Data from a point labeling set:
______

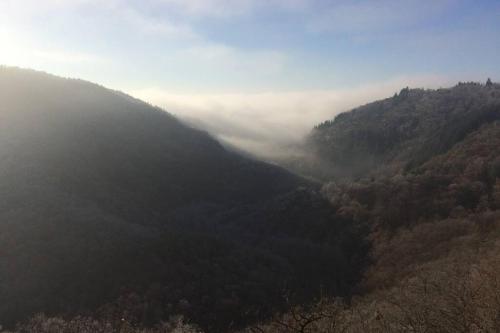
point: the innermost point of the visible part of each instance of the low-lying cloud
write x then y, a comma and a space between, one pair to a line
270, 124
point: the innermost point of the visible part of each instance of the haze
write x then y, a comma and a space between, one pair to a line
257, 74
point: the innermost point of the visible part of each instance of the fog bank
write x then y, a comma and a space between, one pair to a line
270, 124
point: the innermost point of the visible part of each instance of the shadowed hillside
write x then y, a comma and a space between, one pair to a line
112, 208
398, 133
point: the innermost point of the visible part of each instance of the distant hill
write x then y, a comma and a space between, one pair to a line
111, 207
398, 133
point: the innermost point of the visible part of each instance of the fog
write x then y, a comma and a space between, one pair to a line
271, 124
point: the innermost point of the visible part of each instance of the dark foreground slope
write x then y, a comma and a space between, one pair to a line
432, 202
112, 208
399, 133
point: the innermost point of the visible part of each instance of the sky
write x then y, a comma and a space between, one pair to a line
256, 73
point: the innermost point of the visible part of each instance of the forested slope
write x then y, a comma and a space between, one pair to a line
114, 209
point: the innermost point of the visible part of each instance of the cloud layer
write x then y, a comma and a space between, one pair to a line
270, 124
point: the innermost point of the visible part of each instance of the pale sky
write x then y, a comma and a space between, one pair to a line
255, 72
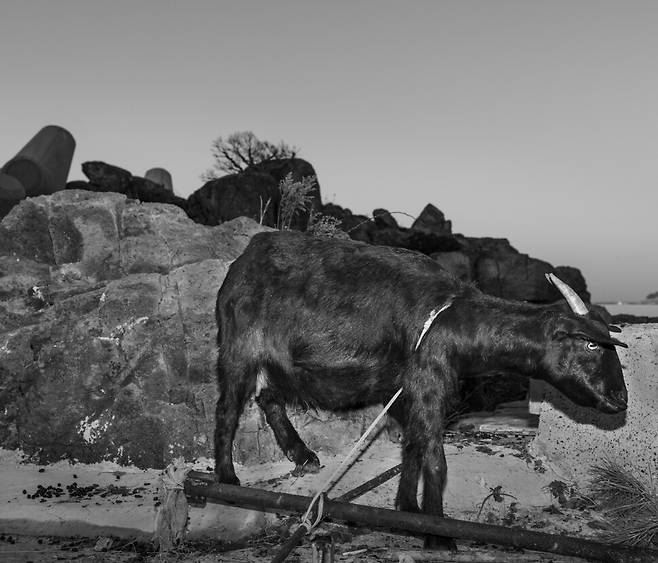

______

JOB>
Copy out every line of the data above word for word, leaving the pictures out of your answer.

FULL RESPONSE>
point: the innermost point of the visible part of each instance of the low-lying cloud
write x then y, a comma and a space between, one pair to a line
270, 124
point: the innermost point of the visible part of each instance of the haze
write x then y, a comma and a space between, one pair to a line
257, 74
point: the innermost point of the visible part of each instance of the fog bank
write x then y, a comma and a space between, one pair to a line
270, 124
point: the innermost point of the visible part of each instance of the shadowed hillside
write x then y, a comma and a space between, one pair to a line
112, 208
398, 133
point: the innermost point of the visible part of each instance of the distant hill
write x then y, a comma and a space between, one pair to a line
111, 207
398, 133
point: the innermost point of the visible part of each instance of the fog
write x then y, a comma and a space between, one pair to a line
271, 124
point: the innermost point of the visible part of each instance of the dark foreground slope
write x then y, a comma and a space between, one pair to a line
432, 202
112, 208
399, 133
point: the innermost point of the visible part of each instance of the sky
write x then y, a comma and a space between, one pair to a line
256, 73
point: the innermost point of the visible part of each instance of the forested slope
write x then y, a comma and a space between, one pair to a line
114, 209
point: the innermost point of the visible part of each instance of the cloud layer
write x then y, a comma and a space between, one pair to a line
270, 124
point: the innermost point of the visible part of each instance of the pale sky
write x then y, a comma and a space between, one pair to a line
255, 72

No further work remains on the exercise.